Task goal:
Reproduce the part of the listing that opens with the line containing "Place one keypoint on each instance of the entrance" and runs through the end of the listing, requests included, scaling every keypoint coordinate in the answers by 1.15 and rounding to whole numbers, halves up. Leave the numbers in the requests and their format samples unchanged.

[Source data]
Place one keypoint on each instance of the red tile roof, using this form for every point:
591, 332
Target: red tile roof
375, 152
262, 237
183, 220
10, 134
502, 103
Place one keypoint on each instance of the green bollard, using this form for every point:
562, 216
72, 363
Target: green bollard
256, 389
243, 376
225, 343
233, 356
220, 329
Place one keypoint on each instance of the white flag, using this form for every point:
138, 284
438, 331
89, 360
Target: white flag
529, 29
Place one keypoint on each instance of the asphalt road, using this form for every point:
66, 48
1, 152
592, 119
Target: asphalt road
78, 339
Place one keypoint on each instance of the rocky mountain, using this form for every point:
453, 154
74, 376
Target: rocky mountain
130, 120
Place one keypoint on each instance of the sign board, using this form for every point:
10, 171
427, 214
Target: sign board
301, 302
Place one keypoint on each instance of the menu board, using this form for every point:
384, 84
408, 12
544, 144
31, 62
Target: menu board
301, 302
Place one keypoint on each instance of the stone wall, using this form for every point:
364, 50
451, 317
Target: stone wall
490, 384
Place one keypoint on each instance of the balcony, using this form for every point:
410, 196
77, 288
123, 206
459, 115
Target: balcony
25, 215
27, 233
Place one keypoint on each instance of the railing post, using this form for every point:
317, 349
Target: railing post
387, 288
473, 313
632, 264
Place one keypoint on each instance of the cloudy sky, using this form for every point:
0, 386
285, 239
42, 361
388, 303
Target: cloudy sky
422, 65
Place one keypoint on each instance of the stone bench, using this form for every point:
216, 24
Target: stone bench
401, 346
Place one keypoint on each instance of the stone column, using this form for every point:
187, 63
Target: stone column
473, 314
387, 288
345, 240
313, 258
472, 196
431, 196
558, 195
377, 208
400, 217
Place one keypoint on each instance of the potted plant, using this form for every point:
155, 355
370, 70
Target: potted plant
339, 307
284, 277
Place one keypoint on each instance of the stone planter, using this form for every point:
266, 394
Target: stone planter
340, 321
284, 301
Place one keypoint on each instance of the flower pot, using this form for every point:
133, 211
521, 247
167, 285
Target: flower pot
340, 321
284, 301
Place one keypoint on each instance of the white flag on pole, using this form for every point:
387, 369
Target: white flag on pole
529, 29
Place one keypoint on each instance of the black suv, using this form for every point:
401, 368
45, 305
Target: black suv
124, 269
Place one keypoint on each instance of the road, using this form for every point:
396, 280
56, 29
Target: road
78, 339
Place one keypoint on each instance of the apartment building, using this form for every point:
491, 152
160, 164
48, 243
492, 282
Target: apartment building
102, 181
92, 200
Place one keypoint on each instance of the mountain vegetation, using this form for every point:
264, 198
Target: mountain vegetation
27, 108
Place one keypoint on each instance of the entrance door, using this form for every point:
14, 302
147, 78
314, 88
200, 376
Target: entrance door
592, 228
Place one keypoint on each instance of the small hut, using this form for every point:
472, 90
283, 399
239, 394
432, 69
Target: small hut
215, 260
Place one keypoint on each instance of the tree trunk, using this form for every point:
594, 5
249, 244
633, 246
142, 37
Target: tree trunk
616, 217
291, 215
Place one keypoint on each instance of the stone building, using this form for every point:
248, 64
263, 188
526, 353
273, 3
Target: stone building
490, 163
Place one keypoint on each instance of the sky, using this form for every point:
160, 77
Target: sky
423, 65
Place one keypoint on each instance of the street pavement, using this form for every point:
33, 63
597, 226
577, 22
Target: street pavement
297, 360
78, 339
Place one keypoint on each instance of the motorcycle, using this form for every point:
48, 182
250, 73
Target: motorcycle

Solution to the exercise:
Place one keypoint on each instance of the entrance door, using this form for every point:
14, 302
147, 78
314, 88
200, 376
Target: entrance door
681, 262
Place one keypoint on each instance of the small hut, using this form for every point:
472, 90
283, 399
239, 394
432, 69
Target: small hut
247, 299
Place one keypoint on each instance of the tree trunk, using this form for every point:
594, 5
249, 244
633, 246
142, 37
Target: tree trunk
708, 250
335, 247
Place one keypoint on each instance of the stone building, using this form for every point:
248, 64
263, 188
526, 353
273, 3
Target: stone building
564, 187
Place one keypoint on each instance of the sky, using this form for every point:
160, 77
Target: sky
486, 75
Place one keypoint on each instance of the street pavement, using this form for every point:
33, 63
597, 226
577, 22
Target: street pavement
342, 414
90, 390
Place one keypoint on each instance of the motorcycle, using this form for every point:
48, 182
250, 73
Target: motorcycle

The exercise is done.